The entries are to be returned exactly as written.

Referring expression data
%%

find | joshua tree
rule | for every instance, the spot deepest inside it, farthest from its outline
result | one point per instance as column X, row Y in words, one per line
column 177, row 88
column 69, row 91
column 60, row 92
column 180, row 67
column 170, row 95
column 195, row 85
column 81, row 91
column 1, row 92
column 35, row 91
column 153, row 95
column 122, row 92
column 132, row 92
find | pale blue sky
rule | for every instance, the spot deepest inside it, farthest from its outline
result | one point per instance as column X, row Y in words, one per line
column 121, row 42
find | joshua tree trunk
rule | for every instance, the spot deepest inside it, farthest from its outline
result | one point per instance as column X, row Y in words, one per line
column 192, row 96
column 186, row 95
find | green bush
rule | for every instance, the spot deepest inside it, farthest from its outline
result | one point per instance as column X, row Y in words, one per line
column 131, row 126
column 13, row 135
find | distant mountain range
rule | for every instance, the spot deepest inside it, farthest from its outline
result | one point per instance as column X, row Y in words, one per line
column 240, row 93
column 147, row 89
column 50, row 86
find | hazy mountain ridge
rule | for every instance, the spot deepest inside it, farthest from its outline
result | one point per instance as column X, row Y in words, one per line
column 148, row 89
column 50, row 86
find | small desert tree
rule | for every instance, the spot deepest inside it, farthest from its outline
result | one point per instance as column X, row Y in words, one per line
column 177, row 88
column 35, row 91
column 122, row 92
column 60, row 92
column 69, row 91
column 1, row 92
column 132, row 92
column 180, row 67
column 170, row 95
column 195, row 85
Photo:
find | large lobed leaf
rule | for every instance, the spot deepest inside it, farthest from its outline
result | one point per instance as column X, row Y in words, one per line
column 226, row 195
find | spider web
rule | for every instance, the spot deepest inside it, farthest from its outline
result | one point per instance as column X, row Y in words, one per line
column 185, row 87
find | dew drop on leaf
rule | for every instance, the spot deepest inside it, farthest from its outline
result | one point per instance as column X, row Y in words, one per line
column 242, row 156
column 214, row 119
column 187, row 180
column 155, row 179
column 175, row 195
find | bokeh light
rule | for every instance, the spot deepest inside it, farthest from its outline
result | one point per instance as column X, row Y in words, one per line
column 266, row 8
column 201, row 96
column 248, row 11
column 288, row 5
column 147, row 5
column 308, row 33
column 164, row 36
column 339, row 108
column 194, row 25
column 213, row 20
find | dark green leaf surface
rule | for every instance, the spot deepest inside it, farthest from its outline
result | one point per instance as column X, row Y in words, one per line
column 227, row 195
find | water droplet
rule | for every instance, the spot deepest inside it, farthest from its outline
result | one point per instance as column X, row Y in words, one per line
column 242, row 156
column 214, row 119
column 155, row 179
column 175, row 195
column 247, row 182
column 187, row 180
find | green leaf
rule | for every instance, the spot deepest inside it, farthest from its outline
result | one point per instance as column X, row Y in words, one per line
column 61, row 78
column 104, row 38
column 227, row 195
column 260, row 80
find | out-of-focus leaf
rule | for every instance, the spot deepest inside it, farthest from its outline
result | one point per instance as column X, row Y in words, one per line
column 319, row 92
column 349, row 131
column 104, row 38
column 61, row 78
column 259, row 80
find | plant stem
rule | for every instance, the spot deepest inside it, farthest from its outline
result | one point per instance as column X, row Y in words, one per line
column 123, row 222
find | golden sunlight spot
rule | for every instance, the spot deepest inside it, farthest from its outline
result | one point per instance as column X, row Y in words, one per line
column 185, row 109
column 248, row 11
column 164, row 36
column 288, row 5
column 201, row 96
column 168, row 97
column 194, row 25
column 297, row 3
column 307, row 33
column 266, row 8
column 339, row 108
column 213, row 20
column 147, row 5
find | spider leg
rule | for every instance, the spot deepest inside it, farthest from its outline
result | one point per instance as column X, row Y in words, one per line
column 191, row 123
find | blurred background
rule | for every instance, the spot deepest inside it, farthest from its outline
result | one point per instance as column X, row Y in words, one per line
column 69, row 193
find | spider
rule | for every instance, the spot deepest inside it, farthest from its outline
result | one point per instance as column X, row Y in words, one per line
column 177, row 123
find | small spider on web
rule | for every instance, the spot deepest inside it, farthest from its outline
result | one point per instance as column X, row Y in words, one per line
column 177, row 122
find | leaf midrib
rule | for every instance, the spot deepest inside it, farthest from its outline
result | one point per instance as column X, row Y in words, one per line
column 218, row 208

%%

Solution below ->
find | joshua tree
rule | for every instance, the spot deepest inside it, farthest from its outline
result | one point per instance as column X, row Y in words, one per line
column 177, row 88
column 69, row 91
column 60, row 92
column 180, row 67
column 170, row 95
column 195, row 85
column 81, row 91
column 1, row 92
column 35, row 91
column 153, row 95
column 122, row 92
column 132, row 92
find | pale blue sky
rule | for every instance, the spot deepest inside it, farthest from its outline
result | one point per instance as column X, row Y in words, one per line
column 121, row 42
find | joshua tree trunk
rule | for every instance, the spot deepest inside it, farthest from its outline
result | one point per instance as column X, row Y in words, one per line
column 192, row 96
column 186, row 95
find | green bush
rule | for every instance, the spot deepest inside it, farthest from its outline
result | one point per instance as column X, row Y in words, one per line
column 131, row 126
column 13, row 135
find | distant mountain range
rule | for every instance, the spot deepest inside it, farthest from its outline
result | one point per instance as column X, row Y in words, one per line
column 240, row 93
column 147, row 89
column 50, row 86
find | hazy mountain ridge
rule | for every instance, the spot deepest inside it, farthest from its outline
result | one point per instance as column X, row Y in words, one per line
column 148, row 89
column 50, row 86
find | small desert tree
rule | for every instance, the spot deepest inside it, farthest from its outline
result | one point per instance as column X, row Y in words, one per line
column 177, row 88
column 35, row 91
column 122, row 92
column 60, row 92
column 69, row 91
column 1, row 92
column 132, row 92
column 180, row 67
column 170, row 95
column 195, row 85
Photo:
find | large lobed leaf
rule | for every instance, the spot deepest inside it, farthest from its outline
result | one point per instance as column X, row Y in words, one per line
column 226, row 195
find | spider web
rule | for every instance, the spot deepest inside it, farthest from its outline
result | one point per instance as column X, row Y in words, one per line
column 185, row 87
find | dew drop on leaf
rule | for every instance, the spot deepest inside it, farthest from its outline
result | one point per instance as column X, row Y in words, one per line
column 242, row 156
column 214, row 119
column 187, row 180
column 155, row 179
column 175, row 195
find | bokeh light
rule | for every instance, the spot deepest inside it, farthest from its outline
result | one point per instance as column X, row Y in words, one per line
column 266, row 8
column 201, row 96
column 248, row 11
column 288, row 5
column 147, row 5
column 308, row 33
column 164, row 36
column 339, row 108
column 194, row 25
column 213, row 20
find | dark green leaf surface
rule | for every instance, the spot deepest inside it, farthest from its outline
result | one point per instance as column X, row Y in words, one per line
column 227, row 195
find | water droplet
rule | for every instance, the spot deepest inside it, farthest from its outline
result | one point per instance as column X, row Y in words, one per line
column 242, row 156
column 214, row 119
column 155, row 179
column 175, row 195
column 247, row 182
column 187, row 180
find | green leaf
rule | for every instance, the spot deepest inside it, farthest from its outline
result | one point per instance as column X, row Y in words, one per line
column 61, row 78
column 104, row 38
column 227, row 195
column 260, row 80
find | out-of-focus leaf
rule | for every instance, the spot deepest inside it, farthest from its outline
result | one point per instance as column X, row Y in words, one per line
column 319, row 92
column 349, row 131
column 104, row 38
column 61, row 78
column 259, row 80
find | plant stem
rule | for every instance, the spot deepest inside it, farthest from its outline
result | one point per instance as column X, row Y in words, one per line
column 123, row 222
find | golden sunlight spot
rule | for every instance, the spot deepest inside it, farthest from its outline
result | one point per instance as column X, row Y in words, one per line
column 185, row 109
column 248, row 11
column 164, row 36
column 288, row 5
column 201, row 96
column 168, row 97
column 194, row 25
column 297, row 3
column 307, row 33
column 266, row 8
column 339, row 108
column 213, row 20
column 147, row 5
find | spider leg
rule | for every instance, the spot deepest inside it, farthest from its outline
result | one point per instance as column X, row Y in words, one per line
column 191, row 123
find | blurred background
rule | for every instance, the spot deepest inside it, farthest from its outline
result | one point per instance as column X, row Y in words, one per line
column 69, row 193
find | spider
rule | for every instance, the spot deepest inside it, farthest from its outline
result | one point per instance as column X, row Y in words, one per line
column 177, row 123
find | small spider on web
rule | for every instance, the spot deepest inside it, farthest from its outline
result | one point per instance as column X, row Y in words, one per line
column 177, row 122
find | leaf midrib
rule | for every instance, the spot deepest inside it, farthest from its outline
result | one point per instance as column X, row Y in words, one per line
column 218, row 208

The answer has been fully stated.